====== Input data ======

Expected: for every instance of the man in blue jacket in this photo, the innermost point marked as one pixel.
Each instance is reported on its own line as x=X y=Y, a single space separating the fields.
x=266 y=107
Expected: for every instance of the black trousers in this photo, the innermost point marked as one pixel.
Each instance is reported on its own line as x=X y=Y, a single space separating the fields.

======

[Your task]:
Copy the listing above. Match every line exactly.

[Response area]:
Expected: for every instance of the man in blue jacket in this photo, the innermost point marked as one pixel.
Each instance is reported on its own line as x=X y=Y, a single space separating the fields.
x=266 y=107
Expected: for every instance of the black trousers in this photo, the innermost point marked as one pixel.
Each instance is reported on its own line as x=X y=Y, a single space separating the fields.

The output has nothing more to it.